** EXERCISE BRIEF **
Give back the records below verbatim, please, but without a single image.

** INPUT DATA **

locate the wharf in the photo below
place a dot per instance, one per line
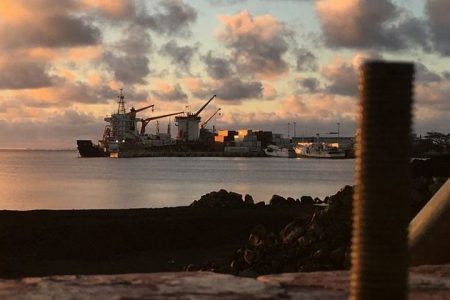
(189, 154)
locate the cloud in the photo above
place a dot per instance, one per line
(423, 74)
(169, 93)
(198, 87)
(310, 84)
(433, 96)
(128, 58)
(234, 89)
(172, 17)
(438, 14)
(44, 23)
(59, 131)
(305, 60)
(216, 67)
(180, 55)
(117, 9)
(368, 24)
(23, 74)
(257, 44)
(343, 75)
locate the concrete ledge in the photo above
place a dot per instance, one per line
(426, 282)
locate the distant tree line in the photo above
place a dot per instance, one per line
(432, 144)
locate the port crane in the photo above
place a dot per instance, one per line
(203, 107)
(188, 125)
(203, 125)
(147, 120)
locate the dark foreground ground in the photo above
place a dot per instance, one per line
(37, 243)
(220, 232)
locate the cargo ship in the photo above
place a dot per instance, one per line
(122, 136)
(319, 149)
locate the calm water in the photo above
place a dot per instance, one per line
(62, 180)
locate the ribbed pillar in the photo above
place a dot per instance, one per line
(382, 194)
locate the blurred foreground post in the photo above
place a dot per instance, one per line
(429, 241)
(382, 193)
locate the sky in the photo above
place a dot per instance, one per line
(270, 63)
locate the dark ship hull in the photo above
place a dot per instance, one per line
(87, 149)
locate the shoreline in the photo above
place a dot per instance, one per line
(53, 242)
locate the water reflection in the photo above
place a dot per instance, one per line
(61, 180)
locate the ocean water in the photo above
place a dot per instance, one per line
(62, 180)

** RESPONSE TO THE EXERCISE **
locate the wharf in the photo below
place a dot per instance, one per line
(189, 154)
locate the cloud in the photo above
place a dot per instance, one per line
(423, 74)
(169, 93)
(198, 87)
(310, 84)
(433, 96)
(128, 58)
(234, 89)
(172, 17)
(438, 14)
(44, 23)
(59, 131)
(305, 60)
(216, 67)
(180, 55)
(117, 9)
(368, 24)
(23, 74)
(257, 44)
(343, 75)
locate the concrete ledge in the photo above
place a dot per instance, one per line
(426, 282)
locate the distant tree line in the photo above
place a dot per instance, one per line
(432, 144)
locate the port crane in the photo above
place a dot per instance, one per line
(203, 107)
(188, 125)
(203, 125)
(147, 120)
locate the dark foreground ground in the photo above
place a dot per instance, one per line
(37, 243)
(220, 232)
locate the cargo ship in the photo above
place a dot per instance, one per line
(122, 136)
(319, 149)
locate the calm water in the photo above
place a dot per instance, one per line
(62, 180)
locate the ribbed pillar in the photo above
place a dot per instance, one per line
(382, 194)
locate the blurred foreground post in the photo above
place a dot per instance, one per line
(429, 241)
(382, 193)
locate the sky in the photo above
place a dot per instance, one per line
(270, 63)
locate the dark ship hull in the photo above
place a dot per instance, one per line
(87, 149)
locate the shoreline in the photo above
place a dot per instance, one per line
(53, 242)
locate the water reflection in the photo above
place a dot per instance, one per line
(61, 180)
locate the ocean water in the photo above
place a dot per instance, one per line
(62, 180)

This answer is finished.